-- start of Records for the task --
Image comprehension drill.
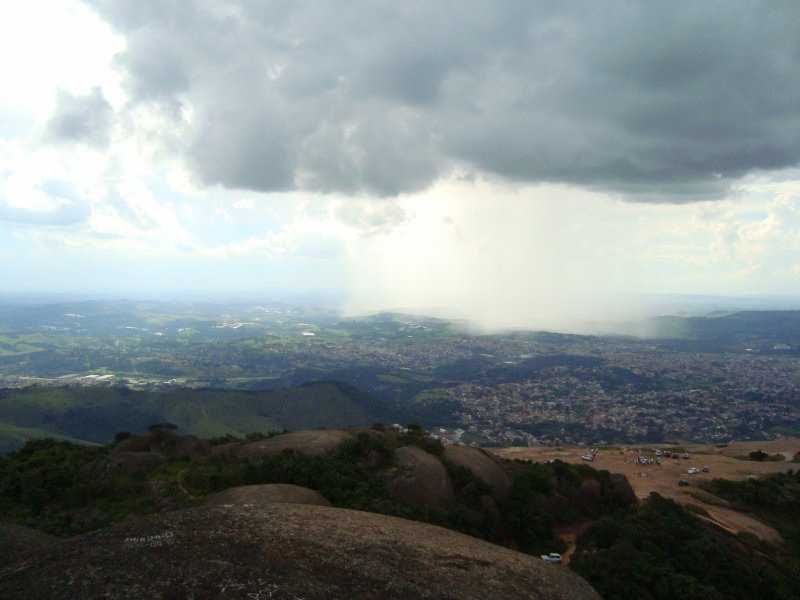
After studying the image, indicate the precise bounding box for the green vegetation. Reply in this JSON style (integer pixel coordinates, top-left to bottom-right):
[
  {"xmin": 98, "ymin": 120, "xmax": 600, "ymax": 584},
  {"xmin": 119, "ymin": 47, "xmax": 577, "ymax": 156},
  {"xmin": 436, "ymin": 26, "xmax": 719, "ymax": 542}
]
[
  {"xmin": 735, "ymin": 450, "xmax": 786, "ymax": 462},
  {"xmin": 701, "ymin": 471, "xmax": 800, "ymax": 564},
  {"xmin": 570, "ymin": 494, "xmax": 800, "ymax": 600},
  {"xmin": 0, "ymin": 382, "xmax": 381, "ymax": 452},
  {"xmin": 0, "ymin": 422, "xmax": 626, "ymax": 553},
  {"xmin": 0, "ymin": 428, "xmax": 800, "ymax": 599}
]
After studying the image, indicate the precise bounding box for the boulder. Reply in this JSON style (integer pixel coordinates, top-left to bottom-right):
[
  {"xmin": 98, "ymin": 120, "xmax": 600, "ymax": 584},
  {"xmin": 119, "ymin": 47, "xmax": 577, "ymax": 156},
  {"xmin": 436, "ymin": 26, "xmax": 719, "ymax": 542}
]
[
  {"xmin": 0, "ymin": 503, "xmax": 600, "ymax": 600},
  {"xmin": 387, "ymin": 446, "xmax": 455, "ymax": 511},
  {"xmin": 444, "ymin": 445, "xmax": 511, "ymax": 505},
  {"xmin": 203, "ymin": 483, "xmax": 331, "ymax": 506}
]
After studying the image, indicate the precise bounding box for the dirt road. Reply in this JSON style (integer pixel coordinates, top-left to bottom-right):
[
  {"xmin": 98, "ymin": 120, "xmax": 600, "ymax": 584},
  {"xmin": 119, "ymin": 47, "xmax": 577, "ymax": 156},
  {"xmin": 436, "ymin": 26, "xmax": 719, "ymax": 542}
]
[{"xmin": 495, "ymin": 438, "xmax": 800, "ymax": 543}]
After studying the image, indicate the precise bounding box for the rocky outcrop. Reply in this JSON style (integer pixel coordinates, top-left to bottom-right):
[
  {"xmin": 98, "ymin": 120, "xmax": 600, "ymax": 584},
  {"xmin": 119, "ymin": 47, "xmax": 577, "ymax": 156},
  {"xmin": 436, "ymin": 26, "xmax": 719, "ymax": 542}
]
[
  {"xmin": 444, "ymin": 445, "xmax": 511, "ymax": 505},
  {"xmin": 0, "ymin": 523, "xmax": 61, "ymax": 563},
  {"xmin": 203, "ymin": 483, "xmax": 331, "ymax": 506},
  {"xmin": 0, "ymin": 504, "xmax": 599, "ymax": 600},
  {"xmin": 230, "ymin": 429, "xmax": 355, "ymax": 463},
  {"xmin": 386, "ymin": 446, "xmax": 455, "ymax": 511}
]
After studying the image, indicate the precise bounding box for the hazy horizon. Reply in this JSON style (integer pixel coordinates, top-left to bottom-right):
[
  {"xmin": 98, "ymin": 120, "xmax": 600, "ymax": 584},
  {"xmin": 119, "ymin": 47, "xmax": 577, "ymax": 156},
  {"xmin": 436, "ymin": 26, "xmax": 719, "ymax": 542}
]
[{"xmin": 0, "ymin": 0, "xmax": 800, "ymax": 331}]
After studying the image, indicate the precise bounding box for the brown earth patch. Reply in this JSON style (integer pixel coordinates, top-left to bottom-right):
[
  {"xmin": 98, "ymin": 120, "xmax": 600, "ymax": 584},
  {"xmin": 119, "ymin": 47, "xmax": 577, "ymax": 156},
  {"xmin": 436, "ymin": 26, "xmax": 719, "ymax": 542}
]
[
  {"xmin": 495, "ymin": 438, "xmax": 800, "ymax": 543},
  {"xmin": 0, "ymin": 503, "xmax": 600, "ymax": 600}
]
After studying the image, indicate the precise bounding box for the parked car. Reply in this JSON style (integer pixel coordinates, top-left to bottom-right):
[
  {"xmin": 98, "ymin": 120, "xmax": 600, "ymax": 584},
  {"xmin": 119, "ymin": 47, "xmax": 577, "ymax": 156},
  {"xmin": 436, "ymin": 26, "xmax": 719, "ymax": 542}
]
[{"xmin": 542, "ymin": 552, "xmax": 561, "ymax": 563}]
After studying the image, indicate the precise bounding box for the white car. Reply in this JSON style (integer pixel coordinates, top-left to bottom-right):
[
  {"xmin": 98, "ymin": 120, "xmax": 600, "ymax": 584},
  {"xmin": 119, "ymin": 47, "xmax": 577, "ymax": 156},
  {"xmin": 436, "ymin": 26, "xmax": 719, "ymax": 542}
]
[{"xmin": 542, "ymin": 552, "xmax": 561, "ymax": 563}]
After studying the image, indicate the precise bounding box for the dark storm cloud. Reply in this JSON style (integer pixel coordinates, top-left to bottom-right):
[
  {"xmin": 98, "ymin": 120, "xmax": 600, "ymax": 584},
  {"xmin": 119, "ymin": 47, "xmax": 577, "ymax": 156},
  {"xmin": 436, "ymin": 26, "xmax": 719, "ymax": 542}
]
[
  {"xmin": 46, "ymin": 88, "xmax": 114, "ymax": 148},
  {"xmin": 86, "ymin": 0, "xmax": 800, "ymax": 201}
]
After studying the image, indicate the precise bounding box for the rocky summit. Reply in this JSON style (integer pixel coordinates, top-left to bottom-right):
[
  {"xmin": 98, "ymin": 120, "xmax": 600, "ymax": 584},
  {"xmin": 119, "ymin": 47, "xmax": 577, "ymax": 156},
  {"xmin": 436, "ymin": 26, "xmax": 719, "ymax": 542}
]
[{"xmin": 0, "ymin": 503, "xmax": 599, "ymax": 600}]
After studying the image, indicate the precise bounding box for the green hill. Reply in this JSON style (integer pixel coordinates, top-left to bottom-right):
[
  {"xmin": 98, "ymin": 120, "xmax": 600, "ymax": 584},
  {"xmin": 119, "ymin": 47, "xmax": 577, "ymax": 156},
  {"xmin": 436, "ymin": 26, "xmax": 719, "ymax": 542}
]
[{"xmin": 0, "ymin": 382, "xmax": 383, "ymax": 452}]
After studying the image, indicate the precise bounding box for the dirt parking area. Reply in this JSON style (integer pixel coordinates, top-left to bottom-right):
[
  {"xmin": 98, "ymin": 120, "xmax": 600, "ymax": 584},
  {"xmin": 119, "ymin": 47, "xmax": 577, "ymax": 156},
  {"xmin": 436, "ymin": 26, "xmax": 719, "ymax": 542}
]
[{"xmin": 495, "ymin": 438, "xmax": 800, "ymax": 543}]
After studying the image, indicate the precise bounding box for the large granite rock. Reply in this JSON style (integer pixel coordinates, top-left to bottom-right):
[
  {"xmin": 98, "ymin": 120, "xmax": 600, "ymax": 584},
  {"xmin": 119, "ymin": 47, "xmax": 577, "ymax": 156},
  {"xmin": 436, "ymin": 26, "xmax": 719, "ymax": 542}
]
[
  {"xmin": 386, "ymin": 446, "xmax": 455, "ymax": 511},
  {"xmin": 0, "ymin": 523, "xmax": 61, "ymax": 563},
  {"xmin": 444, "ymin": 445, "xmax": 511, "ymax": 505},
  {"xmin": 0, "ymin": 504, "xmax": 600, "ymax": 600},
  {"xmin": 203, "ymin": 483, "xmax": 331, "ymax": 506}
]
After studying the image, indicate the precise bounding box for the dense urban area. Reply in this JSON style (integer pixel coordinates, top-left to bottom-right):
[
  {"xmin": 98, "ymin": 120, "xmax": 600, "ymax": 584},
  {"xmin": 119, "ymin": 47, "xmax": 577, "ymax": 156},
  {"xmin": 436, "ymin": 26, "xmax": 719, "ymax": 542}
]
[{"xmin": 0, "ymin": 302, "xmax": 800, "ymax": 446}]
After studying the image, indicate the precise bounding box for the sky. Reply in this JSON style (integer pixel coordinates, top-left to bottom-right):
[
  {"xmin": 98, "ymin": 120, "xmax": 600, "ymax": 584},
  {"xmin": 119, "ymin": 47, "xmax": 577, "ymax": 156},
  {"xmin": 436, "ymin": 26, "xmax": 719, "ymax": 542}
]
[{"xmin": 0, "ymin": 0, "xmax": 800, "ymax": 329}]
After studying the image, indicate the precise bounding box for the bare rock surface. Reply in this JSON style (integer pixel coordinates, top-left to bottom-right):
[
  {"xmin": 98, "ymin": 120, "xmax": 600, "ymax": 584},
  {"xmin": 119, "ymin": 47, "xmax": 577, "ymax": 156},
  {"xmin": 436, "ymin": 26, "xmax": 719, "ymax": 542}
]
[
  {"xmin": 0, "ymin": 504, "xmax": 600, "ymax": 600},
  {"xmin": 0, "ymin": 523, "xmax": 61, "ymax": 563},
  {"xmin": 203, "ymin": 483, "xmax": 331, "ymax": 506},
  {"xmin": 444, "ymin": 445, "xmax": 511, "ymax": 504},
  {"xmin": 232, "ymin": 429, "xmax": 355, "ymax": 462},
  {"xmin": 388, "ymin": 446, "xmax": 455, "ymax": 511}
]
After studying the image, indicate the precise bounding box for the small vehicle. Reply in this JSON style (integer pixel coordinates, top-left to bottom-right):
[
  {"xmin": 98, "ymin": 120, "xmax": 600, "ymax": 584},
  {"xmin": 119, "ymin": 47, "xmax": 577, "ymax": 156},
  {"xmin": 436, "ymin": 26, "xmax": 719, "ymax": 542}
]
[{"xmin": 542, "ymin": 552, "xmax": 561, "ymax": 563}]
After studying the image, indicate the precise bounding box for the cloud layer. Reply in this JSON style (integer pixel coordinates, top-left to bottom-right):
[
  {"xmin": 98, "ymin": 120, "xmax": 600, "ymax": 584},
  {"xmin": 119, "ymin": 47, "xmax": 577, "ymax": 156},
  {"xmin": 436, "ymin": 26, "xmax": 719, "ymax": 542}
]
[{"xmin": 86, "ymin": 0, "xmax": 800, "ymax": 202}]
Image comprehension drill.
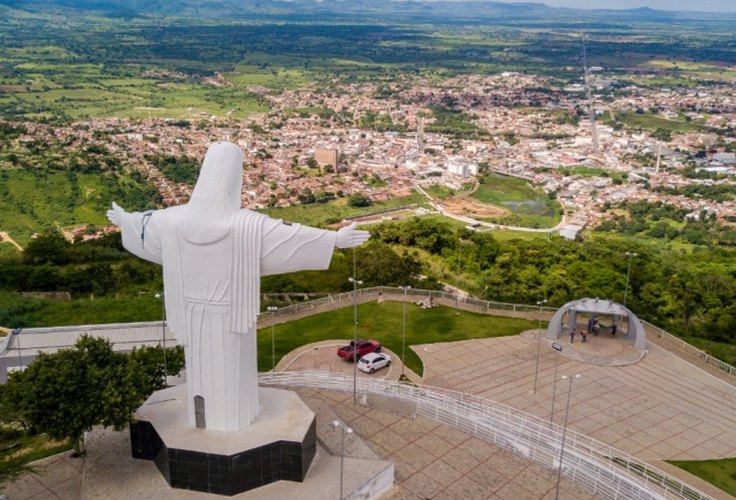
-- end of Records for the task --
▶ **Given request**:
Reproduce the listing from the line containing "for the small" through the end of the listing, both ends included, with the requests kept unchanged and every bounding-box coordinate in the answers multiplied by 2.6 and rounded to the nearest whole number, halves rounded up. Leave the pictures out of the output.

▶ **Reply**:
After studying the image, indicate the precise bounding box for the small vehicle. Reply in this JSON style (integer pixel coordinates, top-left to bottom-right):
[
  {"xmin": 98, "ymin": 120, "xmax": 600, "ymax": 584},
  {"xmin": 119, "ymin": 47, "xmax": 577, "ymax": 156},
  {"xmin": 436, "ymin": 26, "xmax": 719, "ymax": 542}
]
[{"xmin": 1409, "ymin": 1435, "xmax": 1459, "ymax": 1464}]
After studying the image, indicate the precise bounding box for the cloud layer. Reply in this JSON style (integer pixel coordinates, top-left to bottom-right):
[
  {"xmin": 98, "ymin": 120, "xmax": 600, "ymax": 584},
  {"xmin": 119, "ymin": 47, "xmax": 577, "ymax": 156},
  {"xmin": 436, "ymin": 26, "xmax": 719, "ymax": 542}
]
[{"xmin": 224, "ymin": 0, "xmax": 2080, "ymax": 525}]
Image comprehension drill.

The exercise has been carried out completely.